Bütün bu ağır itham ve iddialara rağmen Sn. Erdoğan’ın kendilerine küstahça mektup yazan Trump’la telefon görüşmesini nasıl okumak lazımdı. Bu tavırlar hangi milli haysiyet ve hassasiyetle bağdaşırdı? Sn. Erdoğan, "ABD Başkanı Sayın Trump ile gerçekleştirdiğimiz telefon görüşmesinde ikili meselelerin yanı sıra Fırat'ın doğusunda kurulması planlanan güvenli bölge hakkında fikir alışverişinde bulunduk.” şeklinde bir açıklama yapmıştı. ABD Başkanı Trump ise Cumhurbaşkanı Erdoğan’la telefonla görüştüğünü belirterek, “Türkiye ile çok iyi iş çıkarıyoruz” ifadelerini kullanmıştı. Acaba Trump alçağını bu denli sevindiren hangi girişim ve gelişmeler olmaktaydı?
Gerçeklerine hasret çekildiği veya değerlerinin fark edilemediği dönemlerde, sahte kahramanlar reklam edilip öne çıkarılıyordu. Gerçek kahramanlar; vatanımızı ve bağımsızlığımızı hedef alan düşmanlarımızı çok iyi tanıyor, bunları tesir ve tehlike sırasına koyup, piyonlarına değil asıl patronlarına savaş açıyordu. İşte Erbakan böyle davranıyordu. O, İslam dünyasının ve insanlığın baş belası Siyonist-Emperyalist odakların fikir ve eylem babalarını hedef alıyor, ülkemizdeki ve bölgemizdeki 5’inci sınıf işbirlikçi figüranlarıyla fazla uğraşmıyordu. Çünkü enerjisini ve cesaretini gereksiz ve neticesiz kof çekişmelerle tüketmenin yanlışlığını biliyordu. O, Siyonist yılanın kuyruğunu değil, başını etkisiz kılmaya çalışıyordu. O, sorunları ve sorumluluklarını önem ve öncelik sırasına göre ele alıyordu.
Ana hatlarıyla bazılarını hatırlatalım:
Refah-Yol iktidarında bir MGK toplantısında, edepsiz ve erdemsiz bir Paşa, meşrubat yerine RAKI isteyecek kadar bayağılaşıyor, Başbakan Erbakan ise bu huysuzluğa katlanıyordu. Elbette daralıyor, darılıyor ama “Kol kırılır, yen içinde kalır” hikmetini uyguluyordu.

___

* [Yapılacak İş] Lütfen Erbakan hakkındaki yazıyı son cümlesinden sonra devam ettirin.

* [Verilen Bilgiler]
___

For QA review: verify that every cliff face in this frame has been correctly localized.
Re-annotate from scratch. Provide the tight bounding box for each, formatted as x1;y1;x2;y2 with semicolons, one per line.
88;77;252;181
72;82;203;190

___

* [Alıştırmanın Cevabı]
Yine Osman Özbek isimli bir Tuğgeneral, sahiplerinin sesi konumunda, Başbakan Erbakan’a ancak bir gavur kabadayısı tarzıyla küfür ve hakaretler yağdırıyor, ama maalesef dönemin Kuvvet Komutanı ve GK Başkanı da bu küstahlığa sessiz ve tepkisiz kalıyordu. Erbakan'ın partisinde Milletvekili, Bakan ve Belediye Başkanı olmuş gayretsiz insanlardan bile tıs çıkmıyordu. (Dikkat! Bazı itirazlar için hatırlatayım; Evet, fos ve kof “FIS”lar çıkmıştı, ama oturaklı ve adam akıllı bir “TIS” çıkmıyordu..)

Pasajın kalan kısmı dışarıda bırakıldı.